## Input
————

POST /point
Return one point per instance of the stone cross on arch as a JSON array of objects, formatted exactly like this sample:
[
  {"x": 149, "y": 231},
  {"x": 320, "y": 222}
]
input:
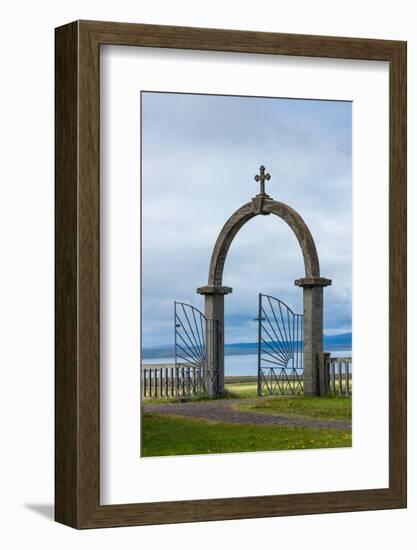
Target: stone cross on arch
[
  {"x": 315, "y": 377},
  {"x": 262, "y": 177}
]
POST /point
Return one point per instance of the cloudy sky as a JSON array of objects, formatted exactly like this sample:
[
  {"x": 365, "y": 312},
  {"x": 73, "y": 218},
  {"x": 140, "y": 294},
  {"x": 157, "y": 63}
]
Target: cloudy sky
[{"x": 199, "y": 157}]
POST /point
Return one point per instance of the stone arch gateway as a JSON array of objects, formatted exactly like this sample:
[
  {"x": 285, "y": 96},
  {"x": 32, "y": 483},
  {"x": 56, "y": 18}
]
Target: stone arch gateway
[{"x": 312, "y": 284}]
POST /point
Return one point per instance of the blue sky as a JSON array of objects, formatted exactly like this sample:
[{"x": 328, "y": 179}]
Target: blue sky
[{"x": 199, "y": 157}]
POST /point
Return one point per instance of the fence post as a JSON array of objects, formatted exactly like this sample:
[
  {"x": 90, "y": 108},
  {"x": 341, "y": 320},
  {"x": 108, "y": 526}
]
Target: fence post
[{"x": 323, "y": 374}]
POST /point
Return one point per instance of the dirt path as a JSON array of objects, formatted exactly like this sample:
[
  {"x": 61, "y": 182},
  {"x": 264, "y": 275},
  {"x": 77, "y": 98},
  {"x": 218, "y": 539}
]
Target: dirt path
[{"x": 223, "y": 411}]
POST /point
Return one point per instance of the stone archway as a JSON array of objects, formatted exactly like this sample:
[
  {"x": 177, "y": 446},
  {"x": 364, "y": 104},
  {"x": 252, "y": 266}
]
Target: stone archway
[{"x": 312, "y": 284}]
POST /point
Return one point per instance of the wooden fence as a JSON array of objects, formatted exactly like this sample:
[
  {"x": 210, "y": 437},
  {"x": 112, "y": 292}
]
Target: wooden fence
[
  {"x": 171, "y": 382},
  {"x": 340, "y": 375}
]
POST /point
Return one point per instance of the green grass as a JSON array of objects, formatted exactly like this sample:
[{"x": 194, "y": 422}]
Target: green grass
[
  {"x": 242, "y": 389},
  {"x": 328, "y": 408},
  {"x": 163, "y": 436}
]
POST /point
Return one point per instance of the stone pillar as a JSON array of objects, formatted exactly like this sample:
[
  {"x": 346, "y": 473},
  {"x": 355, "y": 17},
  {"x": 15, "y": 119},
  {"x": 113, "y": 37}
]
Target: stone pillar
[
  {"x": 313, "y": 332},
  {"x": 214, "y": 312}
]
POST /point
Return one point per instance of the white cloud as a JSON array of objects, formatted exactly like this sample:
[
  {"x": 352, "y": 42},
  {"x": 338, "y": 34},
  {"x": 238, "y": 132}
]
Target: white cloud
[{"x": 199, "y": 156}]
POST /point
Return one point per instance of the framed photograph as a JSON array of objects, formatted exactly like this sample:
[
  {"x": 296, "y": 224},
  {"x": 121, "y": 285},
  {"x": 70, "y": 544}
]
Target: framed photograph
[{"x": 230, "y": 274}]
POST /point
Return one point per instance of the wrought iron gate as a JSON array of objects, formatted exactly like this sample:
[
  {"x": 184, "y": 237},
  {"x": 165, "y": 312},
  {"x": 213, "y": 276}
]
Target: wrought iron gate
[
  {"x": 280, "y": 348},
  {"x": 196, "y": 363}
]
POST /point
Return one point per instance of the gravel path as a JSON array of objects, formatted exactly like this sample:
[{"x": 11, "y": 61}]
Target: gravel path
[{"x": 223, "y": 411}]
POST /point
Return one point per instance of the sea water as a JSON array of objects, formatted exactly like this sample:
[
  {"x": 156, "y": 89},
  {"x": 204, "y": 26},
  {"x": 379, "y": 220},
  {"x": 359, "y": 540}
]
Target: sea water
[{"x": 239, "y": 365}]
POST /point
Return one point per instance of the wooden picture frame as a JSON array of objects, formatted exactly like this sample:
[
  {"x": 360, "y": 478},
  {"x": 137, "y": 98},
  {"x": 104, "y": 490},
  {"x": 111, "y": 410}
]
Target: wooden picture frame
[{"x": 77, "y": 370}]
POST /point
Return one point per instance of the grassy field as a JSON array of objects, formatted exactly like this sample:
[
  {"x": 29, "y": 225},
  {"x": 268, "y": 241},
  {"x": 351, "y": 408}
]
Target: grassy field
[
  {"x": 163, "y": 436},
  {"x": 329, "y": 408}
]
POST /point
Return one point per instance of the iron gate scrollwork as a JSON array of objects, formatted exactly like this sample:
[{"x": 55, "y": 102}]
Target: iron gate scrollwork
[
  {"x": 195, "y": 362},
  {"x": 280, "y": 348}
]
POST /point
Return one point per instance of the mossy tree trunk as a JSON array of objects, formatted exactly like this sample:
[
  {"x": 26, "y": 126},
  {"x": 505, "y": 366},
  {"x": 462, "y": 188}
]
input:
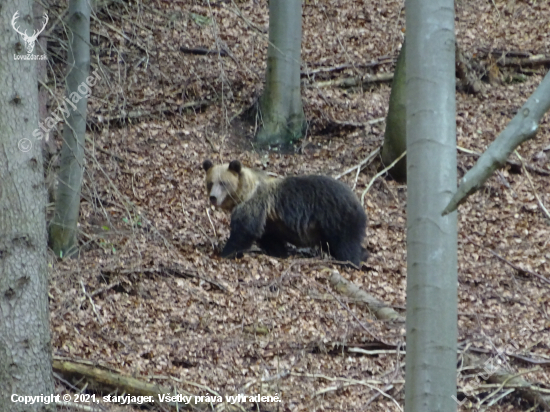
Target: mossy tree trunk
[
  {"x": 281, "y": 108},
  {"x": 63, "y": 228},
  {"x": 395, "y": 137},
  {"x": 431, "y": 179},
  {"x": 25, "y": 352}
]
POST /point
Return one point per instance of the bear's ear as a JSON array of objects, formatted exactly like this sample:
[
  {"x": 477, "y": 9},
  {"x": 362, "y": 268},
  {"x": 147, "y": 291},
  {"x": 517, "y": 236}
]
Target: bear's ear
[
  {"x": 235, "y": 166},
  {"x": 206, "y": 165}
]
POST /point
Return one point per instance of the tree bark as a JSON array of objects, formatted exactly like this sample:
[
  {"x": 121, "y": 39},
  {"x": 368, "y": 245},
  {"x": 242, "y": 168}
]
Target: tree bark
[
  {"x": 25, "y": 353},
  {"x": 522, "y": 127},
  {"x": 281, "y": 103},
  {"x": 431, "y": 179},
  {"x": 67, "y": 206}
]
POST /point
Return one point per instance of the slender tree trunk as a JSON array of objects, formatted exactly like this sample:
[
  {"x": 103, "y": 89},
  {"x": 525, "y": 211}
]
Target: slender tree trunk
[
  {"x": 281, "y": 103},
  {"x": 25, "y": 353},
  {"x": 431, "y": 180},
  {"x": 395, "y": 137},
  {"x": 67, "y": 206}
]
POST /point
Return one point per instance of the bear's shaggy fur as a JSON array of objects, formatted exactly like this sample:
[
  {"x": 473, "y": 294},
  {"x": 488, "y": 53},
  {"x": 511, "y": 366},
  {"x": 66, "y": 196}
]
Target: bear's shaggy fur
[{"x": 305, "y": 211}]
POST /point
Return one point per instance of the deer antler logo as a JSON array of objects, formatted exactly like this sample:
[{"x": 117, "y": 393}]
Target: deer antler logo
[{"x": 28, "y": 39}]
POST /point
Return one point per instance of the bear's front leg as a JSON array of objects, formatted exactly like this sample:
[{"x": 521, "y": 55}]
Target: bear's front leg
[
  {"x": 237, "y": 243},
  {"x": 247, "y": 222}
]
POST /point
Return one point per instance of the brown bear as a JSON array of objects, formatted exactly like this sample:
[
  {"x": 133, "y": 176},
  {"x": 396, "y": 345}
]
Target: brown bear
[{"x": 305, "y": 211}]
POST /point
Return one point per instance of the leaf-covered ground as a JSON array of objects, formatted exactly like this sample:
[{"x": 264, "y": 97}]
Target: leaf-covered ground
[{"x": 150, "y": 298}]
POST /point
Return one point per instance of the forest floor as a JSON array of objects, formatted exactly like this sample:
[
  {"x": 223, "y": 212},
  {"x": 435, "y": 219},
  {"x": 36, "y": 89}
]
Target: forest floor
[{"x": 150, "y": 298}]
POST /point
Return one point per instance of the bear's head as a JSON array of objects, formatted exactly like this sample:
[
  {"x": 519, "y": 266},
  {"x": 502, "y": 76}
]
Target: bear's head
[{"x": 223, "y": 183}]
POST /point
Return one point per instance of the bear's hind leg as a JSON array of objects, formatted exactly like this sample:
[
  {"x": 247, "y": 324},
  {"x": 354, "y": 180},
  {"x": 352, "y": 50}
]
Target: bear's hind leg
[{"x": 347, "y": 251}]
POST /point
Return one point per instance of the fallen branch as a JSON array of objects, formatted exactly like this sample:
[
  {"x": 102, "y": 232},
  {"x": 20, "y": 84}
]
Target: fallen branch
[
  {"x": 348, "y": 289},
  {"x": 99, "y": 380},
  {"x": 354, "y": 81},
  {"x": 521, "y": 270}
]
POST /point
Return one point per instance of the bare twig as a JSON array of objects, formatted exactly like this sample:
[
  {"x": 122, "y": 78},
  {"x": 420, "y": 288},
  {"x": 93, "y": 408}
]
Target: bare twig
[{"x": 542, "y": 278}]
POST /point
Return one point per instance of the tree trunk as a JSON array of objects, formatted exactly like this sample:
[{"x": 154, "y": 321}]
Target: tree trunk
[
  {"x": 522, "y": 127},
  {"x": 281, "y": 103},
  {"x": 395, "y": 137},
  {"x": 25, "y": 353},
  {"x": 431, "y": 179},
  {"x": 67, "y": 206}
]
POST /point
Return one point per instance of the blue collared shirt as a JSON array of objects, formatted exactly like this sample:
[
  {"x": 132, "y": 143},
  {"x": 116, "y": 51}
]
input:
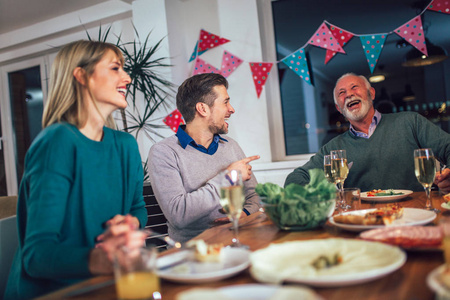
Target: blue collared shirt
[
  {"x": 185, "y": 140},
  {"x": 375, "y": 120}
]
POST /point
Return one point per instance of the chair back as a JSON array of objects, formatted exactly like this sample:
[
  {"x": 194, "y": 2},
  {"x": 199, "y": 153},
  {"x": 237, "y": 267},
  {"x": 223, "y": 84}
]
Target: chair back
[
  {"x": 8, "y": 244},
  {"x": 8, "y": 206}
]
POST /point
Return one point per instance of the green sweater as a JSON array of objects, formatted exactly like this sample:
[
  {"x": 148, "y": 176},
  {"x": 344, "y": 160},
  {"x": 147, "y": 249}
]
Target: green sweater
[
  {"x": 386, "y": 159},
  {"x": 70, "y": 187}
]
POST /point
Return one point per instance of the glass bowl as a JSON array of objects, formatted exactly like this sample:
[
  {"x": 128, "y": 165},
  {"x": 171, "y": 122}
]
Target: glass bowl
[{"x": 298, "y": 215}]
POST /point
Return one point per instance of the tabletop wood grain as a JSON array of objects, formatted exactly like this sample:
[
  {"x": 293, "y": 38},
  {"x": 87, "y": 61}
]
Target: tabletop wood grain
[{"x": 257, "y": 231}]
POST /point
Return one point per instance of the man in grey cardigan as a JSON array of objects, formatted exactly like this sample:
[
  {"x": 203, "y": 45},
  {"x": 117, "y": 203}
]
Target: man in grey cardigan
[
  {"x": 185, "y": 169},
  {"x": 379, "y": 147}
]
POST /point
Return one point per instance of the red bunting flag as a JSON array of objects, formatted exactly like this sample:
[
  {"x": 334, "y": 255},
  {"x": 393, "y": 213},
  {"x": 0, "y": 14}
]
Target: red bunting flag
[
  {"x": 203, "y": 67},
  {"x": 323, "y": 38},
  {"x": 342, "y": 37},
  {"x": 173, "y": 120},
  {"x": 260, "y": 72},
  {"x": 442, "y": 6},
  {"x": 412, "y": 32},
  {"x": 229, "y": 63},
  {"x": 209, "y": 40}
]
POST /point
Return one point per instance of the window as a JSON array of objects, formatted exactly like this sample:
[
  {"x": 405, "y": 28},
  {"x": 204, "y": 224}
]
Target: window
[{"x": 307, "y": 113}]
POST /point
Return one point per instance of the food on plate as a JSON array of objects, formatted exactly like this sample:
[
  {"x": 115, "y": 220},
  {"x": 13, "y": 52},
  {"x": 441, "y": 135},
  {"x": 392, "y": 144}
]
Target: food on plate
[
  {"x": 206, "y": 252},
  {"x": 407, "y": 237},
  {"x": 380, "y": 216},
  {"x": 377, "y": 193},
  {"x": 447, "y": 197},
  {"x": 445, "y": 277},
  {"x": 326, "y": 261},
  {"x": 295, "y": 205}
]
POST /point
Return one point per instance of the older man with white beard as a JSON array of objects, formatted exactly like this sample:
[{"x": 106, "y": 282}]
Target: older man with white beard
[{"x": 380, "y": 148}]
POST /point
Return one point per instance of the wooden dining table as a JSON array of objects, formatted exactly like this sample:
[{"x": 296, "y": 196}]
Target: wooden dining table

————

## Task instructions
List every line of the material above that contains the word "scrollwork", with case counting in the match.

## The output
Return one point per instance of the iron gate scrollwork as a JSON array of objects, formatted exactly like this sample:
Target: iron gate scrollwork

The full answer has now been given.